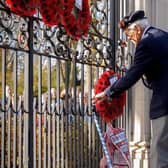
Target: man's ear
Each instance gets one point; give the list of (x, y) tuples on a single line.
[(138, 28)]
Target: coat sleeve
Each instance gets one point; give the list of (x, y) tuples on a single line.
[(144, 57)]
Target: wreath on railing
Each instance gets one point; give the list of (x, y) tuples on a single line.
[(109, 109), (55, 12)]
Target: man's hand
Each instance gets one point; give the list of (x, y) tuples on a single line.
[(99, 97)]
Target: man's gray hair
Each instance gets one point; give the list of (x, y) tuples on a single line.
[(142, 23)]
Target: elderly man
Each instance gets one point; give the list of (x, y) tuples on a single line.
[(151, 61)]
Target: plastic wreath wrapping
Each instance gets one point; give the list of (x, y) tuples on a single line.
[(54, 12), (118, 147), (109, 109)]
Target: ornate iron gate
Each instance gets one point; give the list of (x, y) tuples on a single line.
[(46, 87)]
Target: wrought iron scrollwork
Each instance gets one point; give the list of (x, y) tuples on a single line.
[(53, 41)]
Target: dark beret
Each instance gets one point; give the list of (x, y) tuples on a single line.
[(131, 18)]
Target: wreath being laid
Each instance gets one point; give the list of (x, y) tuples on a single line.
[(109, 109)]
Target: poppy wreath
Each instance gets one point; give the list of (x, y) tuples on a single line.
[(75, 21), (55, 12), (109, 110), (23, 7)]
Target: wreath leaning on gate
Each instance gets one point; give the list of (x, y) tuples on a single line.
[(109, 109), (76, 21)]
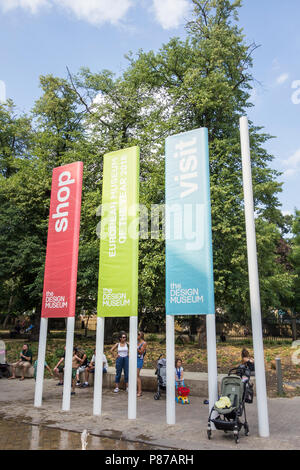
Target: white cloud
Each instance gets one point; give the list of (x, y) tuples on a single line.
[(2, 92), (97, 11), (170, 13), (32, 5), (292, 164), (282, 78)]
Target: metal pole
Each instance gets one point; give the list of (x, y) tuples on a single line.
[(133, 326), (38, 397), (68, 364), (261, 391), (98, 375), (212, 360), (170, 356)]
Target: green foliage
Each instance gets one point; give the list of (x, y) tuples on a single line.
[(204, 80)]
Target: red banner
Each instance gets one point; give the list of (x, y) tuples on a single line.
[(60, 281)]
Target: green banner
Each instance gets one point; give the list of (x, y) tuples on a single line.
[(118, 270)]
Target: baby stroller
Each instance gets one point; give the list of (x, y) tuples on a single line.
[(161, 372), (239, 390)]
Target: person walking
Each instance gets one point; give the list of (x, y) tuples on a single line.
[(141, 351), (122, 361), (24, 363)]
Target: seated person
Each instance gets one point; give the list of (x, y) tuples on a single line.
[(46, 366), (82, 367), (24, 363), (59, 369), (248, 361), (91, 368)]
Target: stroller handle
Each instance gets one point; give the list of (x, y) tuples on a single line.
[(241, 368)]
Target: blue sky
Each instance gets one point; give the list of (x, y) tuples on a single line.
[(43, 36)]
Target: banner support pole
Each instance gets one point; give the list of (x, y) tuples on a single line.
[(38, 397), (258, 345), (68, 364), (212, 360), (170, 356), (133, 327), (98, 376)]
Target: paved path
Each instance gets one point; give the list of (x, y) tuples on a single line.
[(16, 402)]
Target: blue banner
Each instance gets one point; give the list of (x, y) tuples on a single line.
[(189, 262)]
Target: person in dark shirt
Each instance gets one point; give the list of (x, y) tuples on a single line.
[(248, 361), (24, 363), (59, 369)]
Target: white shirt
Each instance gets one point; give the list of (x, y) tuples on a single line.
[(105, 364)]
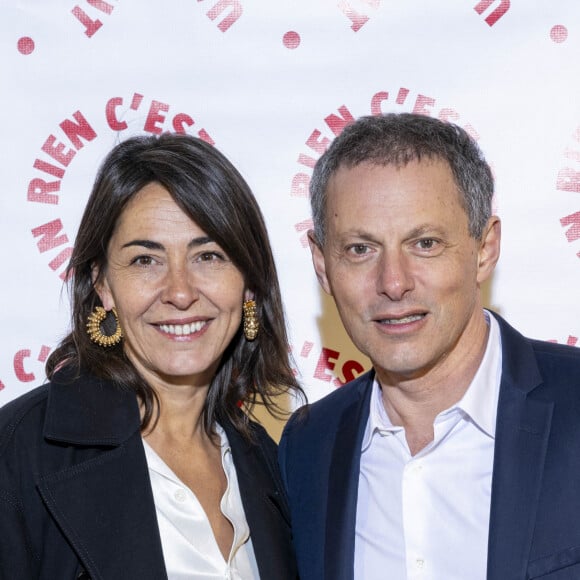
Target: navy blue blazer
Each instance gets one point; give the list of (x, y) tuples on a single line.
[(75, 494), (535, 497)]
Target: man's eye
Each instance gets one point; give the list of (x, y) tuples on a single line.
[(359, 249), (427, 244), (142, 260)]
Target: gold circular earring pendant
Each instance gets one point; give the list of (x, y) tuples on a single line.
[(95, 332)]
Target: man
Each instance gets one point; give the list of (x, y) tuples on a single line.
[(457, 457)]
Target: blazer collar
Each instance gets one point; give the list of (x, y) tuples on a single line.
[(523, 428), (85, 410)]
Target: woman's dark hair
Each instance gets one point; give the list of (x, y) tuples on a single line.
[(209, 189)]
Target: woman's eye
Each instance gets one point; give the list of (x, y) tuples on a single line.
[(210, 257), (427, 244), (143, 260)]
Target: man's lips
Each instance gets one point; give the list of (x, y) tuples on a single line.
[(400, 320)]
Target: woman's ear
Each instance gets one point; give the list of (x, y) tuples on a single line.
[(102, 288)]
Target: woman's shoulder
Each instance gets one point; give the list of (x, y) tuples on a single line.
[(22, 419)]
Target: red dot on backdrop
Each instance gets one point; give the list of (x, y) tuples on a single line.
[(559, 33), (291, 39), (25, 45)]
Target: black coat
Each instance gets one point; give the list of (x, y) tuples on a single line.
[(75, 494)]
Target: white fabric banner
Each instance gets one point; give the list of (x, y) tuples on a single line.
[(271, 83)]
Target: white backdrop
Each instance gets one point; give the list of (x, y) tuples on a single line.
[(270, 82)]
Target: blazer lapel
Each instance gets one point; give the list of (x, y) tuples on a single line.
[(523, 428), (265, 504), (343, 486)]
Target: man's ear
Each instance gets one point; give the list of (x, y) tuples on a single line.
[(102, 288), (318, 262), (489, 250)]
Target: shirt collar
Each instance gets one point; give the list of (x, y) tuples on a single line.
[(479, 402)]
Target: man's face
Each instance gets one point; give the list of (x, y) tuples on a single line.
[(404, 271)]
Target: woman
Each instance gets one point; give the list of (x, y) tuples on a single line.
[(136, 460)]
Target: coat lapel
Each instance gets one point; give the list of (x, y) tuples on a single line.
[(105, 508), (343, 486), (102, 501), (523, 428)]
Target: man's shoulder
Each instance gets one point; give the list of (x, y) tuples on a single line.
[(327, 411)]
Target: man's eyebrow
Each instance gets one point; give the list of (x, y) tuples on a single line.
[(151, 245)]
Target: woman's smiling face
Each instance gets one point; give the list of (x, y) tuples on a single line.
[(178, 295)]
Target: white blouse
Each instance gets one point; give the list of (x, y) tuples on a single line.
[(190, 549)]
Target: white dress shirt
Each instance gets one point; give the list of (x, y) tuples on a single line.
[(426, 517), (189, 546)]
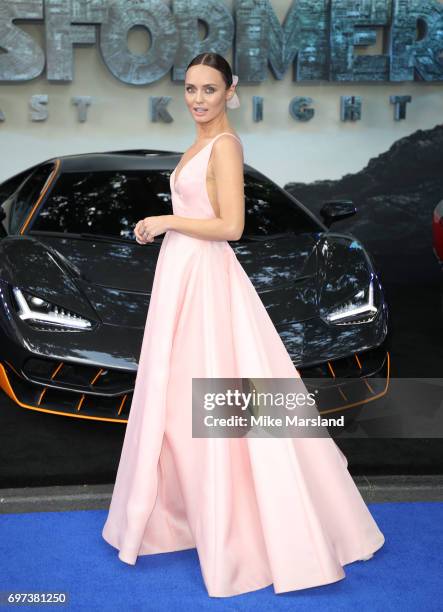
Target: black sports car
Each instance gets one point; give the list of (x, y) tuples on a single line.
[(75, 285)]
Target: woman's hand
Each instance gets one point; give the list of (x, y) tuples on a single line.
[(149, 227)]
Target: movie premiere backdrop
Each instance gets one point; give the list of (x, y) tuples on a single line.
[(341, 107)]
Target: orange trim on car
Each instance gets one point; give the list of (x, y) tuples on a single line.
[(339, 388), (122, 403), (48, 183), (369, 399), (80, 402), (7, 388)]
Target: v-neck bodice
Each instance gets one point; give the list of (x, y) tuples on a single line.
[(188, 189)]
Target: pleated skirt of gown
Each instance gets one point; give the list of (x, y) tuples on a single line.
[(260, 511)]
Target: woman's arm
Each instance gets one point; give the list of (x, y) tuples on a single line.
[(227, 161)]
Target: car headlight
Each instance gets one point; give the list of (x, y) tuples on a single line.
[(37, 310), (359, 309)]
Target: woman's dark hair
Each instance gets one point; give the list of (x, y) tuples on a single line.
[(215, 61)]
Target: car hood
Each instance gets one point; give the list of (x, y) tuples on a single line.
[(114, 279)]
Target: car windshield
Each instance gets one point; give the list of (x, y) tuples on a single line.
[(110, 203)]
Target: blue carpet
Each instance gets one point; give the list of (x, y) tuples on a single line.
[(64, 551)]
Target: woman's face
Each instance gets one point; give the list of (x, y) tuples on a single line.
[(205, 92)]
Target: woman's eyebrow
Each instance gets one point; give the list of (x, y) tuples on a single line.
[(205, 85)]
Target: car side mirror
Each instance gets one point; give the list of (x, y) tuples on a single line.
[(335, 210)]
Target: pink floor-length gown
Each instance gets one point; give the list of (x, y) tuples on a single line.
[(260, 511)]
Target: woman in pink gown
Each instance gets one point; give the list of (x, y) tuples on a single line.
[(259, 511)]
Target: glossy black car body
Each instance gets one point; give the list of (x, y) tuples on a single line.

...

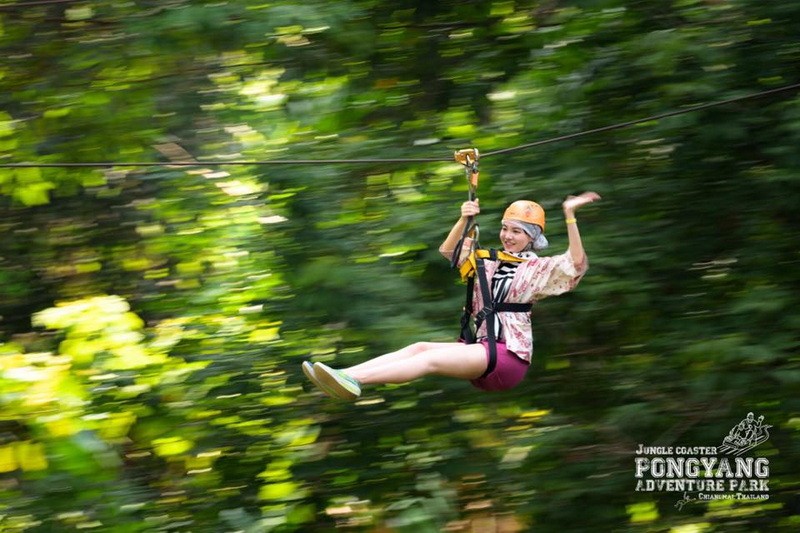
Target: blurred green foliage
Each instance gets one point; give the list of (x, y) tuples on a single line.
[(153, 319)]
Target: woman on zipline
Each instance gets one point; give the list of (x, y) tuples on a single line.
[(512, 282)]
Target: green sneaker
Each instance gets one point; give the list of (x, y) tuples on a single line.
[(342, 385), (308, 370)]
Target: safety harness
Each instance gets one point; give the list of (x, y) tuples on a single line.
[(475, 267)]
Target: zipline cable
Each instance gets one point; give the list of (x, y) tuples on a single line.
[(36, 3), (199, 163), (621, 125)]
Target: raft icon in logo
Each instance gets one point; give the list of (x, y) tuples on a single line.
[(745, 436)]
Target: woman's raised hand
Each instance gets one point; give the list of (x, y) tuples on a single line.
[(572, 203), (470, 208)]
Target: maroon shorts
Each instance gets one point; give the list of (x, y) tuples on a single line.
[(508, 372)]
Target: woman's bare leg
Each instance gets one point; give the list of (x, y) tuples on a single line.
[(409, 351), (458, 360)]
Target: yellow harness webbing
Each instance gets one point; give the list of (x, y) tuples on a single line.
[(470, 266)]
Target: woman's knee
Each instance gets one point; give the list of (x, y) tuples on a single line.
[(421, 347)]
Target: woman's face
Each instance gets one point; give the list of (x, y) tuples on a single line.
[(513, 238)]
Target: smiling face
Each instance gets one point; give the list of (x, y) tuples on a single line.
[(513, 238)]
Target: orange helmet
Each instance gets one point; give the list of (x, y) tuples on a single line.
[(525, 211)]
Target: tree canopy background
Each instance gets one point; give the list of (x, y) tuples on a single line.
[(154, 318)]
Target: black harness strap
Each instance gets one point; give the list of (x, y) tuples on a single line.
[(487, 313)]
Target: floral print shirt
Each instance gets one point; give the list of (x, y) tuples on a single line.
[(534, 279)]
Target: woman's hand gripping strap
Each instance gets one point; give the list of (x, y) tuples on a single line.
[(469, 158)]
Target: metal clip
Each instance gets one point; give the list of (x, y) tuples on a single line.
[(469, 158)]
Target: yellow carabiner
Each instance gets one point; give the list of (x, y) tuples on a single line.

...

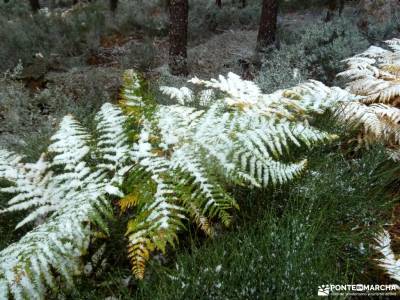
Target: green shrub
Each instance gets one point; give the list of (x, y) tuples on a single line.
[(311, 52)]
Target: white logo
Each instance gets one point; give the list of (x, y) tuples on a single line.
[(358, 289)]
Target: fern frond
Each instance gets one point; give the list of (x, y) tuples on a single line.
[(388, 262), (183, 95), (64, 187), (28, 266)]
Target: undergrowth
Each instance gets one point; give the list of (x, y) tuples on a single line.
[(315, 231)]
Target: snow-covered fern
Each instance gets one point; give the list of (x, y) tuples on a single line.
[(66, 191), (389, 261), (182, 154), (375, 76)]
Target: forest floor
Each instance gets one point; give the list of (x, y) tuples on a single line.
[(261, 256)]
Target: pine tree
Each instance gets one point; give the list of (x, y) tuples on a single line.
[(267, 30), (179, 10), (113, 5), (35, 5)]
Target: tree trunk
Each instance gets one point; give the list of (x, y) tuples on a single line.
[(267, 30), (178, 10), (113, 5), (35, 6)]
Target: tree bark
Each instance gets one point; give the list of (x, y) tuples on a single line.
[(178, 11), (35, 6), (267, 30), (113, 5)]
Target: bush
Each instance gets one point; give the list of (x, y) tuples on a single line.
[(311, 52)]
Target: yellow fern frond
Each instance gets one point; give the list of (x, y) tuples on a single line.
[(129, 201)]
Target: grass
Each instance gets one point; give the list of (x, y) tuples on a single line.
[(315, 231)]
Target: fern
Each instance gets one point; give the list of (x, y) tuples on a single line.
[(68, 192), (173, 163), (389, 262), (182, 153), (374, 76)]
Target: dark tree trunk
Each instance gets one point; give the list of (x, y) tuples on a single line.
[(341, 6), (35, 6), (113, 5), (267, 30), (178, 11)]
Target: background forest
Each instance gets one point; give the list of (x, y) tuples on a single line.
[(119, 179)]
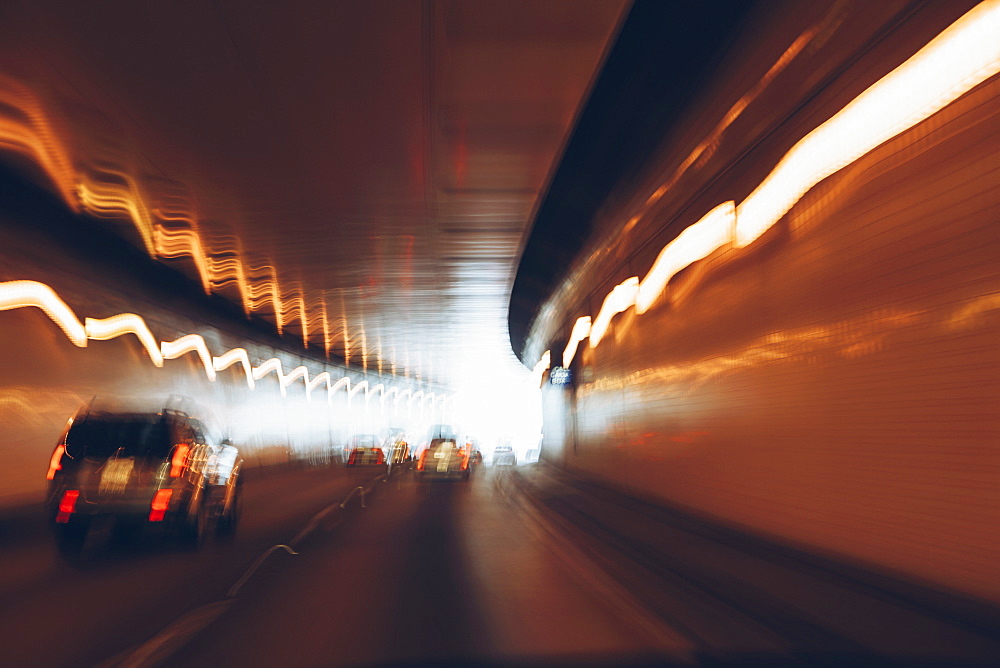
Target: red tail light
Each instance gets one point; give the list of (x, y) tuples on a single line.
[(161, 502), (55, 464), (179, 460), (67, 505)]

Exercise goal: Can you give the records between the lines holding "Target: man's hand" and "[(131, 18)]", inclusive, again with "iron" changed to "steel" and nothing else altered?

Response to the task:
Target: man's hand
Each instance gets one point; give the list of (x, y) tuples on a single line.
[(99, 97)]
Target: man's gray hair
Each instance gets one point; give the list of (x, y) tuples on a single line.
[(142, 23)]
Target: elderly man
Each instance gets one point; give the list of (x, y) tuples on a single line.
[(151, 61)]
Target: plastic wreath wrapping
Each instance gets one point; give the list of (x, y) tuples on a single line.
[(54, 12), (118, 147), (109, 109)]
Target: ornate steel gate
Each instance gets one point; give the list of (x, y) tuples on a single line.
[(46, 87)]
Target: wrought steel scrollwork
Each instance gets one point; give the list of (x, y) tuples on a single line.
[(53, 41)]
Target: dark beret
Each instance gets one point; give the list of (x, y) tuples on a single line.
[(131, 18)]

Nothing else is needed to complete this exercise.